* _Extrait à lire_

----

En 1810, François Ier, empereur d’Autriche, lui a donné sa fille pour sceller la paix au lendemain de ses défaites. Trois ans après, conseillé par Metternich, il se joindra aux alliés de l’Europe contre son gendre : sixième et dernière coalition qui amènera la chute de l’Empire.

L’empereur déchu, méditant à Sainte-Hélène, confie à Montholon, compagnon de son dernier exil : « Un fils de Joséphine m’eût rendu heureux et eût assuré le règne de ma dynastie. Les Français l’auraient aimé bien autrement que le roi de Rome. » Il est même possible qu’Eugène de Beauharnais, le fils de Joséphine qu’il a adopté, ait fait l’affaire ! Dans la famille, c’est l’un des plus dévoués à l’empereur, excellent soldat jusque dans la débâcle en Russie, prince d’une extrême élégance qui se révélera bon mari et bon père. « Honneur et fidélité », pour une fois, l’épitaphe sur son tombeau est juste. Mais l’on ne réécrit pas l’histoire.

« Le vingt-deuxième coup fut pour nous un coup de massue, il nous semblait tuer la race des Bourbons. »1853

Baron François-Auguste Fauveau de FRÉNILLY (1768-1848). Marie-Louise : l’impératrice oubliée (1983), Geneviève Chastenet

C’est l’avis d’un ultra. Mais tout Paris explose de joie au vingt-deuxième coup qui annonce la naissance d’un fils : le roi de Rome voit donc le jour, ce 20 mars 1811.

« Bel enfant qui ne fait que naître, / Et pour qui nous formons des vœux,
En croissant, tu deviendras maître / Et régneras sur nos neveux.

----

* _Activités_
• A. Recopiez sans aucune modification les lignes de la liste, de celle qui contient « 448L136 463L201 465L209 » jusqu'à la dernière ligne de la liste incluse.
• B. Poursuivez l'extrait sur la naissance du roi de Rome à partir de sa dernière phrase.

----

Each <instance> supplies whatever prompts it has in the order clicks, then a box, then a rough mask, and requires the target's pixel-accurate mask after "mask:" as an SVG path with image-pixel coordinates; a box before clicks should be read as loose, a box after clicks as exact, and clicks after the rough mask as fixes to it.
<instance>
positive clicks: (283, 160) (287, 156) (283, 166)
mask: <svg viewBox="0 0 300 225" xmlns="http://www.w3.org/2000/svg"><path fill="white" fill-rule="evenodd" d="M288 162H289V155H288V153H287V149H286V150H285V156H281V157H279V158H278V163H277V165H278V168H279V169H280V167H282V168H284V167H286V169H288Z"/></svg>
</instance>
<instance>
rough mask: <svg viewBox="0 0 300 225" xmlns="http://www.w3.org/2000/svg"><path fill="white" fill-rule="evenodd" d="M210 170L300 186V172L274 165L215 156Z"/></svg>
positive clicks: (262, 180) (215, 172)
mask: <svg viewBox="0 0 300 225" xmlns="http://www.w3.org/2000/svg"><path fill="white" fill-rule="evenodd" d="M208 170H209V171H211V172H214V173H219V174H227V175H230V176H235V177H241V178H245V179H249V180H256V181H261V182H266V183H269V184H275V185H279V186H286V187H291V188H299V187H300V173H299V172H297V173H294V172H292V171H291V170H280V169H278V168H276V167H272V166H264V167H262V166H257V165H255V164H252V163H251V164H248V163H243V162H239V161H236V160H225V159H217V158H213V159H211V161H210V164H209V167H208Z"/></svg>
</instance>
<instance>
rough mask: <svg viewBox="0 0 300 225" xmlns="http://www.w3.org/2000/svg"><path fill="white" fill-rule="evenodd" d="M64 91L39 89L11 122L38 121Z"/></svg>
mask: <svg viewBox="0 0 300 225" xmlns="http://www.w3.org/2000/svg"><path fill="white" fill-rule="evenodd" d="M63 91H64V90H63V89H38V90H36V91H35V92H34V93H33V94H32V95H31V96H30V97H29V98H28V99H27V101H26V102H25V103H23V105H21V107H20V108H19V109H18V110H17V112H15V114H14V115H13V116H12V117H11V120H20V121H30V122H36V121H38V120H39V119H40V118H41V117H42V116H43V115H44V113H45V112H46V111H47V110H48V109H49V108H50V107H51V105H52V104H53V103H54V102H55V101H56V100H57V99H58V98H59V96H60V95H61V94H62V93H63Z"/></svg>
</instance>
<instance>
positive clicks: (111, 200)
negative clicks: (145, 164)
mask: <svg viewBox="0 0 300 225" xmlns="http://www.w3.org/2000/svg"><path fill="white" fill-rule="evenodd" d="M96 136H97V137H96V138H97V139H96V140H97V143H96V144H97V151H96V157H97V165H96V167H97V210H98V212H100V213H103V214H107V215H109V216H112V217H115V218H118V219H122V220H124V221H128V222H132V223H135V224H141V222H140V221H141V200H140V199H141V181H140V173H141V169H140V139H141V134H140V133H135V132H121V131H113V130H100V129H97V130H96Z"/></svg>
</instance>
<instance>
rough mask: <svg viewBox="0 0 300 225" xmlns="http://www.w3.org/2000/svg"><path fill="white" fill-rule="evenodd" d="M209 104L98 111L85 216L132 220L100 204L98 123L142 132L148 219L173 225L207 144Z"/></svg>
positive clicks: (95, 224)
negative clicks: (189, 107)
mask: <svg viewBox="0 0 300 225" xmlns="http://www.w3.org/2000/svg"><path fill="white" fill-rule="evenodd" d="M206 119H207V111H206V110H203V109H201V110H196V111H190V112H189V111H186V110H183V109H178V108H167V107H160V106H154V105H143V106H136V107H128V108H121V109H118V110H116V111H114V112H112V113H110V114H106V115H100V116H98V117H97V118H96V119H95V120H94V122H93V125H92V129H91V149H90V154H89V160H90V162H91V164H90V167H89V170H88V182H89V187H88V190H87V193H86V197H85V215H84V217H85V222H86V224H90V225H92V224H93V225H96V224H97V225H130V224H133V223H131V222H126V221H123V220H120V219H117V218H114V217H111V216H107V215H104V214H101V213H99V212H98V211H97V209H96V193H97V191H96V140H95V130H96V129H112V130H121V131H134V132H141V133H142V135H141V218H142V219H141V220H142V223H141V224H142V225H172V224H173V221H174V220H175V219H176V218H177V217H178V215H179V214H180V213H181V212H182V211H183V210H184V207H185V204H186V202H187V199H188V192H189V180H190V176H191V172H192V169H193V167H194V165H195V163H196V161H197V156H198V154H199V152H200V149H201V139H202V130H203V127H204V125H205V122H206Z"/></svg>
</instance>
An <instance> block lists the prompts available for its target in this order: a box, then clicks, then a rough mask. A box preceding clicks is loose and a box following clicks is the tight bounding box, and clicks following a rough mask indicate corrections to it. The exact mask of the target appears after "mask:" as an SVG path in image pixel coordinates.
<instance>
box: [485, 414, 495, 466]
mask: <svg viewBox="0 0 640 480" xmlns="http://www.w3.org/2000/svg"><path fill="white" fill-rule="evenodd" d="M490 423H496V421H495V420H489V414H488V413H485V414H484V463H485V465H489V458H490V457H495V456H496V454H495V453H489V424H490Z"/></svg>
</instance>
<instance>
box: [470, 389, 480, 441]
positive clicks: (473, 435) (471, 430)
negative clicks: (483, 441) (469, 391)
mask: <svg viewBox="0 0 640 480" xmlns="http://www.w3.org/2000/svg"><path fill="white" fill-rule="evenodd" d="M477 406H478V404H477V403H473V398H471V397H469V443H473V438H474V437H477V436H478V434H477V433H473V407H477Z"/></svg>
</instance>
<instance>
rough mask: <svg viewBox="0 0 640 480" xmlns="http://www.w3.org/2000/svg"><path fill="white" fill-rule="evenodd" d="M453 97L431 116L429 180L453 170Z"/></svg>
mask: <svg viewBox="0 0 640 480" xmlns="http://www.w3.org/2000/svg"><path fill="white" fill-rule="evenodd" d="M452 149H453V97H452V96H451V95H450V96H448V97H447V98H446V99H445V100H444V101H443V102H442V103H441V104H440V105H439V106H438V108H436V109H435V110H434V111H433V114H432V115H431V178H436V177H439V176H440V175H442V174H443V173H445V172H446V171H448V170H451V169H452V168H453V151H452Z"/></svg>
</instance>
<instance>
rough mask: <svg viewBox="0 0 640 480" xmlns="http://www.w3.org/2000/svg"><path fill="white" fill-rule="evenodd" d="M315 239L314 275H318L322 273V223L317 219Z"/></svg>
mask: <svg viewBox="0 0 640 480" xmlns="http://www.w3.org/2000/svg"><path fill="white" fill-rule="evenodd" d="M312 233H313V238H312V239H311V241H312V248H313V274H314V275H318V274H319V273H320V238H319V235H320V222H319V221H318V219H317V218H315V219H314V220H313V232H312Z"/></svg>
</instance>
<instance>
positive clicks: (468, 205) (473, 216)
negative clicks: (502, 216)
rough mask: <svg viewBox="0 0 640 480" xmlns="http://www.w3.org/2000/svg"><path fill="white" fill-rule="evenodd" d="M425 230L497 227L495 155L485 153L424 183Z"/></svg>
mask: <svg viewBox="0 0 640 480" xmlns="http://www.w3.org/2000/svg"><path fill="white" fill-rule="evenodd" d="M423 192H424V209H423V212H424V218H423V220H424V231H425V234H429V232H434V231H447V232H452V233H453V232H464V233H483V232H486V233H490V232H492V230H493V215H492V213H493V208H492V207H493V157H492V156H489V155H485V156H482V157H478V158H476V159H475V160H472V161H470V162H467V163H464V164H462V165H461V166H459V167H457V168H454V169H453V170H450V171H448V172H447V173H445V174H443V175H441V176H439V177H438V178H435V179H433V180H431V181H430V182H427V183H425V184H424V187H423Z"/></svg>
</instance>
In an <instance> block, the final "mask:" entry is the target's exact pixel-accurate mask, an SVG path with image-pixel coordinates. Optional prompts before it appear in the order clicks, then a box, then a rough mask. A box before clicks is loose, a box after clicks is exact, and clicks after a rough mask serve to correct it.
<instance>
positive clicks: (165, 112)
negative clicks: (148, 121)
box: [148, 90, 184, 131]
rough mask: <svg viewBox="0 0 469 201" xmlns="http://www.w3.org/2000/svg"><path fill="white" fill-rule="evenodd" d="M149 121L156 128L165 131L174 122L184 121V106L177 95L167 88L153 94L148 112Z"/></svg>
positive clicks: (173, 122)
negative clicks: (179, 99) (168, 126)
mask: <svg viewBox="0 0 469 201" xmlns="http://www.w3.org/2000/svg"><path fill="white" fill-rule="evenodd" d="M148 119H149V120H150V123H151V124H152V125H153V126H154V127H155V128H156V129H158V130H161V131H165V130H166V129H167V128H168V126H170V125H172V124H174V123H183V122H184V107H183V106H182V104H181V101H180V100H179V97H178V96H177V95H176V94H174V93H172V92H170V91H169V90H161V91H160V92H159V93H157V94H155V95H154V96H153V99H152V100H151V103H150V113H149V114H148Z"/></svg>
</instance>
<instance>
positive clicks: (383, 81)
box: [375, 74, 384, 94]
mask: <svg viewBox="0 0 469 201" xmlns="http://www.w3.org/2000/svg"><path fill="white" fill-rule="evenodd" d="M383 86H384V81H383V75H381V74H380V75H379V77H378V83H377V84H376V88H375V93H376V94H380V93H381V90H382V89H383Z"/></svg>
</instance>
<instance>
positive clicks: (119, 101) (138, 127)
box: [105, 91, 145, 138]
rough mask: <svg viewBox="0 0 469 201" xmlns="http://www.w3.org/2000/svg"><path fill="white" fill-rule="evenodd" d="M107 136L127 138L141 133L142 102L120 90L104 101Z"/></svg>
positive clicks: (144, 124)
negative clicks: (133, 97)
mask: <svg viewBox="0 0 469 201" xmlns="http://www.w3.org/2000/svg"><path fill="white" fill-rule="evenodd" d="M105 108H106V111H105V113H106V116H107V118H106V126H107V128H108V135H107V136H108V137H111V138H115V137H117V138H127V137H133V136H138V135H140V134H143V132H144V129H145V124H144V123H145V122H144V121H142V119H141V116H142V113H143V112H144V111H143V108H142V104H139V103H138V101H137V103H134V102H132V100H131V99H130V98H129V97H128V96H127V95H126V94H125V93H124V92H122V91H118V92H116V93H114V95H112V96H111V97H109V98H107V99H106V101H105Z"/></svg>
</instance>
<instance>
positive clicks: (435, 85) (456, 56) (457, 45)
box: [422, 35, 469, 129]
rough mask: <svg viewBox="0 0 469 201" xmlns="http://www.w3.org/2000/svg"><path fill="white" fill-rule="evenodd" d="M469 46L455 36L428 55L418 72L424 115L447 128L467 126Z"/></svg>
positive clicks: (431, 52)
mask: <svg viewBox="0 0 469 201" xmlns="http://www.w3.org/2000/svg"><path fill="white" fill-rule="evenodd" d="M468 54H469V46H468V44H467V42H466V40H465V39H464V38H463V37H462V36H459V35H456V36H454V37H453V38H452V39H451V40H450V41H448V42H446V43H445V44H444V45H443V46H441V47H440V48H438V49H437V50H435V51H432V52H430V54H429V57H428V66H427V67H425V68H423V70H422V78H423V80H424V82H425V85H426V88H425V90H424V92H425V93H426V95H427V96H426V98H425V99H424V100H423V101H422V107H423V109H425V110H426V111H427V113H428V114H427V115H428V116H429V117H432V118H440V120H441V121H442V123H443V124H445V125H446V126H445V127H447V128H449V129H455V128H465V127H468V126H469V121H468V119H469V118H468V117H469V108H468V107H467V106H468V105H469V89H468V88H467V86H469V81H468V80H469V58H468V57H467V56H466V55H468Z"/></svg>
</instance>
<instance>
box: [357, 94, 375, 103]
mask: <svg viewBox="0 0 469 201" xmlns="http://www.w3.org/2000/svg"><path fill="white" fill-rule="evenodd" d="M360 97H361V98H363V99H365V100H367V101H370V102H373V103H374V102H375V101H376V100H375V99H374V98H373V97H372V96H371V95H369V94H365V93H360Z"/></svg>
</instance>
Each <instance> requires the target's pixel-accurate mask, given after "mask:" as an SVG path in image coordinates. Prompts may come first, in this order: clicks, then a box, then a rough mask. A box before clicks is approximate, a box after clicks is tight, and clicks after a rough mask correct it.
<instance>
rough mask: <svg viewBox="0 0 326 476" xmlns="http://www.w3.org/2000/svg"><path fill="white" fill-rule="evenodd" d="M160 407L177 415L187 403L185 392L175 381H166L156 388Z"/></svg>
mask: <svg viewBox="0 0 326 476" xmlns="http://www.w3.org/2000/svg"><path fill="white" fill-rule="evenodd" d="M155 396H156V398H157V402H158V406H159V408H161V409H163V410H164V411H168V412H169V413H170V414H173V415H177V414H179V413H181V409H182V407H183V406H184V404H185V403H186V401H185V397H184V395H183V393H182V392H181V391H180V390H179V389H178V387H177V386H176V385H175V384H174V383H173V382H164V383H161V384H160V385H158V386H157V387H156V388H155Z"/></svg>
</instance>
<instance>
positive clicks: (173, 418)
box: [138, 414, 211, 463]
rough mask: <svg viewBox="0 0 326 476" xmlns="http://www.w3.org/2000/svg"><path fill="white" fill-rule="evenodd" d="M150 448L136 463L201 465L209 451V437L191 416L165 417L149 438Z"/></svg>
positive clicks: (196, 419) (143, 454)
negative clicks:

----

* _Corrigé des activités_
• A.
rough mask: <svg viewBox="0 0 326 476" xmlns="http://www.w3.org/2000/svg"><path fill="white" fill-rule="evenodd" d="M150 448L136 463L201 465L209 451V437L191 416L165 417L149 438Z"/></svg>
positive clicks: (196, 419) (143, 454)
negative clicks:

• B.
Dame, dame, réfléchis bien, / Dame, dame, souviens-toi bien
Qu’alors il ne faudra pas faire / Tout comme a fait, tout comme a fait ton père. »1854

Chanson pour le roi de Rome (1811). Histoire de France par les chansons (1982), France Vernillat, Pierre Barbier

Parmi toutes les chansons en l’honneur de l’illustre nouveau-né, celle-ci résonne comme un avertissement au père. Comme bien souvent, la chanson donne le pouls d’une opinion publique – c’est rare et précieux, sous l’Empire où la rigueur de la censure étouffe bien des pensées !

« Je l’envie. La gloire l’attend, alors que j’ai dû courir après elle […] Pour saisir le monde, il n’aura qu’à tendre les bras. »1855

NAPOLÉON Ier (1769-1821), à Duroc, 20 mars 1811. L’Aiglon, Napoléon II (1959), André Castelot

Le père est bouleversé devant le berceau de son fils, d’autant plus que cette naissance comble l’empereur. La dynastie semble installée à jamais. Il avoue son émotion à son grand maréchal du palais, l’un de ses plus anciens compagnons de route et de gloire, connu au siège de Toulon en 1793, surnommé l’« ombre de Napoléon » et tombé au champ d’honneur en mai 1813.

« Messieurs, vous voulez me traiter comme si j’étais Louis le Débonnaire. Ne confondez pas le fils avec le père […] Moi, je suis Charlemagne. »1856

NAPOLÉON Ier (1769-1821), aux Pères conciliaires, 17 juin 1811. Le Pape et l’empereur, 1804-1815 (1905), Henri Welschinger

L’empereur aime les références historiques et celle-ci s’impose soudain : scène décrite dans les Mémoires de Talleyrand, avec force détails et dialogues. La colère de l’empereur explose. Le concile qu’il voulait à sa botte s’est ouvert à Paris ce 17 juin. Et voilà que les Pères jurent, un par un, obéissance au pape, lequel refuse aux évêques son investiture pourtant prévue par le concordat signé avec Napoléon.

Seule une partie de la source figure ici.